### Task description
Although the records contain pictures, only their text should be repeated, exactly as it stands.

### Data
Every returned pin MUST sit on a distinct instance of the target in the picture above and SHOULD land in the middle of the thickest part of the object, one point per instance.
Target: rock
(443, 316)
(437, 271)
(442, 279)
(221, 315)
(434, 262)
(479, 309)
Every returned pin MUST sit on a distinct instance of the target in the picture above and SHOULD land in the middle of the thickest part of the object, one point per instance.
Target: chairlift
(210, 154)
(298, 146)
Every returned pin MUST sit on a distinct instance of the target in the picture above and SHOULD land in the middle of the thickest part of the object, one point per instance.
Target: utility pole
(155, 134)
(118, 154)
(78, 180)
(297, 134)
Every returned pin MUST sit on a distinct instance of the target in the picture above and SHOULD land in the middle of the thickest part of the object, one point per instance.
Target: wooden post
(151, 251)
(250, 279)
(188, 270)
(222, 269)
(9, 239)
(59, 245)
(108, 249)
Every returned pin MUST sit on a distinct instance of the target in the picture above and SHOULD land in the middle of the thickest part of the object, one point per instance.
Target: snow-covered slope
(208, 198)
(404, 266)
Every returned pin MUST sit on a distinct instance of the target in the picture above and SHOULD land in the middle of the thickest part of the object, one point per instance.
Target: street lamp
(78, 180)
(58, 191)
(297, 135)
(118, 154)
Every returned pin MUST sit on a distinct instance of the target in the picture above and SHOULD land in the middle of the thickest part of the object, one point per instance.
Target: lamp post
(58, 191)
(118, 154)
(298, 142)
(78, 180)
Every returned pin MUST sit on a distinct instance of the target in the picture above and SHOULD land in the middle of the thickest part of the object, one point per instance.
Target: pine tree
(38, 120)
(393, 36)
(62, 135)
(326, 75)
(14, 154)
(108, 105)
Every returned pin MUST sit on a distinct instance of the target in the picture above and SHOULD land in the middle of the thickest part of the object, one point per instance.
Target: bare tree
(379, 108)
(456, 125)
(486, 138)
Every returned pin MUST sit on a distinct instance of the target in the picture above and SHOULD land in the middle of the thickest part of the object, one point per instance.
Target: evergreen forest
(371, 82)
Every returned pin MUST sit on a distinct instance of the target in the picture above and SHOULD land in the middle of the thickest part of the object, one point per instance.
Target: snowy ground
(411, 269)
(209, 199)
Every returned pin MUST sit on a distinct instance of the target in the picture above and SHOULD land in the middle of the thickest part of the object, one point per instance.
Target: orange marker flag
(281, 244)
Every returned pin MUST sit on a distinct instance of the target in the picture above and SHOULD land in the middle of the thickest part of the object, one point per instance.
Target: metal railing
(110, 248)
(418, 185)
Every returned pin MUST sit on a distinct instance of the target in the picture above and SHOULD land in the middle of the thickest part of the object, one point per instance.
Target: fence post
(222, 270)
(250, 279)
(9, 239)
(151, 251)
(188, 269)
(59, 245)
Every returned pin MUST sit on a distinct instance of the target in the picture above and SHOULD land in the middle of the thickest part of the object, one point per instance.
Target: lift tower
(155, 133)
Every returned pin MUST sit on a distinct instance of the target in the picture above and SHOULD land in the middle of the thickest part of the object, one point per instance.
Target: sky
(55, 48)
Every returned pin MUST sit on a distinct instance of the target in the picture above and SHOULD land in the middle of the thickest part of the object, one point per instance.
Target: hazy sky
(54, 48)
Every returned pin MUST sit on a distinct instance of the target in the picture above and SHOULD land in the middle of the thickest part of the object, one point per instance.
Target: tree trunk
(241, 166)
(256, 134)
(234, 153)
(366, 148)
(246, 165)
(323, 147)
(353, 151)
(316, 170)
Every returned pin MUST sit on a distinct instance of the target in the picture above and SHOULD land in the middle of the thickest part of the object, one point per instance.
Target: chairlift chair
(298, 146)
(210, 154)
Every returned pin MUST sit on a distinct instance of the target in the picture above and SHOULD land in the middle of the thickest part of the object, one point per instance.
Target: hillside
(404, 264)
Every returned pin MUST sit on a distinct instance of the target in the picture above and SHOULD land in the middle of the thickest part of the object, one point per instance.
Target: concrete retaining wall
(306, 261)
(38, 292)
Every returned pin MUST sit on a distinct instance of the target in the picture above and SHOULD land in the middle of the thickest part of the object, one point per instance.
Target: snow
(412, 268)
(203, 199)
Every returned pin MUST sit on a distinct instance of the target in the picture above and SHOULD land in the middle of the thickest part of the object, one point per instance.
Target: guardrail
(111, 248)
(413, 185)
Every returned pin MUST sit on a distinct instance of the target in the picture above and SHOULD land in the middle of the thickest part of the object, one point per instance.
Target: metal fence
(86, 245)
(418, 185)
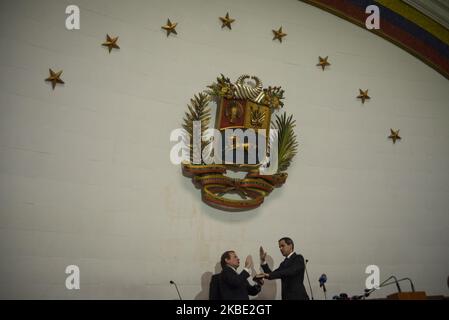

### Response to this task
Every returned pin MUST sit on a distinct instance of the target in the picture above and SHOULD land in the middle of the thickest part of the object, one point per instance.
Target: rock
(443, 316)
(437, 271)
(442, 279)
(221, 315)
(434, 262)
(479, 309)
Every returned pin MUST sit on a distinct instance of the target in the picture above and SHOULD land in the middle of the thickest part of the object, one point per instance.
Target: chairlift
(210, 154)
(298, 146)
Every returned pin MUST sit on a distinct instance of the target in the picture above and SHOULD land in the middle of the thickest part of the object, one point per instance.
Target: utility pole
(155, 134)
(118, 154)
(78, 180)
(297, 134)
Every returned pin MUST sit on a distinct instance of the target in the picture above and SHOULD land in the middle of the thickest part of the object, one point per instance.
Target: wooden post
(151, 251)
(250, 279)
(188, 270)
(222, 269)
(9, 239)
(59, 245)
(108, 249)
Every returned pin MUST sit on a distinct instance of the target in the picture above and SHOULD land in the middle of the thickest part of the object, one point per instance.
Target: snow-covered slope
(208, 198)
(404, 266)
Every returned pin MUST sit on a distinct instance of the target in the picture above and SHOULD land in the middle of the thickest part of the object, one point per instance.
Target: street lamp
(78, 180)
(58, 191)
(297, 135)
(118, 154)
Every returned pin MUST sit on a distinct instance of the target in the picture above and SHOULD land in the middle of the thickest part of the object, one point per instance.
Target: lamp post
(58, 191)
(118, 154)
(298, 142)
(78, 180)
Every returned pin MUST sit on a distinct instance of the target in the picture above and SHOULD land in the middle of the thickest part of the object, one point per instance.
Target: pine tree
(38, 120)
(393, 36)
(62, 135)
(326, 75)
(14, 154)
(108, 105)
Every returned pin MUST sit on a distinct instance of the target in the picture above and SHOULD land in the middle of the thickest part of the object, one point per instance.
Target: bare tree
(379, 108)
(456, 125)
(486, 138)
Every returned pin MUST sit on a distinct instance of the target in the picture above and SHOULD land in the middle of the thickest part of the object, one point per instance.
Target: evergreen forest
(371, 82)
Every returned pin MUST sit on a distinct instance of the target in the picture above and SHOULD land in the middle of the thickest part of the object, one point per instance.
Target: snowy ground
(411, 269)
(209, 199)
Every returned pin MUST sit on a distinct instance of the target in the picture above and SHOULD land in the middle of the thickest part of the object, one point per instance.
Target: orange marker flag
(281, 244)
Every returned pin MUST sit on a distinct instance of the target in the picture above and SHOULD land in the middle of the thickest part of the object, one point per instance.
Target: metal railing
(110, 248)
(418, 185)
Every returned pin MUST sit on a distinct instance of the target in the picture above and SHOULD land in the middle of the thickest part of the object, one point per instance.
Target: fence post
(222, 270)
(250, 279)
(9, 239)
(151, 251)
(188, 269)
(59, 245)
Every returned pin MUST sit on a distinct instance of the target in the picture above and SHOULD land in the middle of the thickest part of the object, one point per instance.
Target: lift tower
(155, 133)
Every returned pin MUST sit on a distinct instance of the target in the picture above and SHOULD land in the middle of the thickest part of the object, one point per instance.
Target: sky
(55, 48)
Every returned pin MUST sit on a distinct instance of the target in the picture above and SHOULD land in the middle of the thickest part of the object, one point per instance.
Target: hazy sky
(54, 48)
Every returned pin MUST sit on a distinct instance of the target in the picture above and SHOULD land in the middle of the thickest part of the object, one point per instance.
Target: tree trunk
(241, 166)
(256, 134)
(234, 153)
(366, 148)
(246, 165)
(323, 147)
(353, 151)
(316, 170)
Every returned pin MUST sit on a distinct instance of the target in the picture above and SHOULD land in the middle of the thickest part of the object, one point per instance.
Target: chairlift chair
(298, 146)
(210, 154)
Every returned pin MUST sit on a distinct instance of the target in the picture above and SHOULD land in the middle of the thickest part of the object, one point per instance.
Target: hillside
(404, 264)
Every returned pin MUST sit on a distinct instance of the target in the picture above and SHOULD land in the middle of the thickest part of the object, one point per instance.
Target: concrete retaining wall
(306, 261)
(38, 292)
Every returned pin MUST sit on a distinct instance of the target in the picture above and SHOULD land in the middle of the thickest part of the object, one point per instance.
Target: snow
(412, 268)
(203, 199)
Every returned pin MUST sit on a distinct instance of the target in the picture above and SHOULD land in the middle of the thickest part of the object, one point per instance.
Target: guardrail
(111, 248)
(413, 185)
Every returned pin MUST sit on a distinct instance of the target in the picture above and SHOULD land in the middle of the thickest part of the object, one point per instance.
Target: metal fence
(86, 245)
(418, 185)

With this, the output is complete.